#### What you should do
Gather every line below where "Locate" appears.

#### Collected data
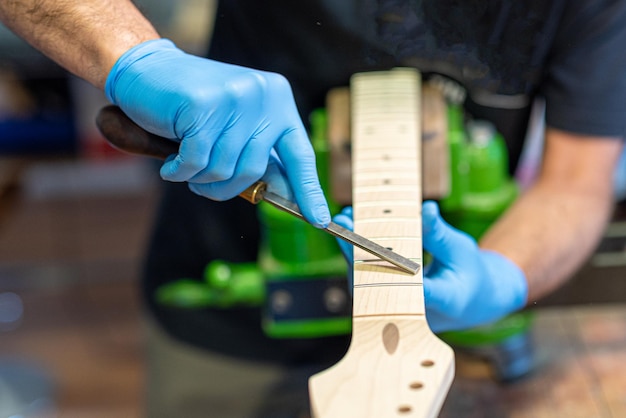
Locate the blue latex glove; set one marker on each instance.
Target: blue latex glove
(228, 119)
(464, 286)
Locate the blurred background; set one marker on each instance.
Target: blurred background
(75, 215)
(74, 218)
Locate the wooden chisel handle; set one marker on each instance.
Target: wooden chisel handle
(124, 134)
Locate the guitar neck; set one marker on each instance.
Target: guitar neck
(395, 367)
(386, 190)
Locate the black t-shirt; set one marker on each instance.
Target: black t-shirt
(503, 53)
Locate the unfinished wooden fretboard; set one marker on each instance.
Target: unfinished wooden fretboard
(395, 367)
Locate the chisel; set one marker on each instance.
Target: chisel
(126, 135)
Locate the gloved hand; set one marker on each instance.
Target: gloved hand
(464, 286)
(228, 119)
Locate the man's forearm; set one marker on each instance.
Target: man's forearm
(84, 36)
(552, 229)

---

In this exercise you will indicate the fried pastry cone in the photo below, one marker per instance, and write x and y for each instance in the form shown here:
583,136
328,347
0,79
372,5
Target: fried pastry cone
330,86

#### Exercise solution
Locate the blue latex glove; set one marker on each instance.
Locate the blurred background; set one marker on each instance.
Locate the wooden chisel handle; set one marker on each instance.
Locate the guitar neck; set one marker on each instance.
Locate the black t-shirt; set one marker on each instance.
Locate the unfinished wooden fretboard; set one marker on each instance.
Locate the chisel; set one marker on each instance.
Locate the gloved hand; set one marker on each instance.
Locate the man's forearm; set one marker on each instance.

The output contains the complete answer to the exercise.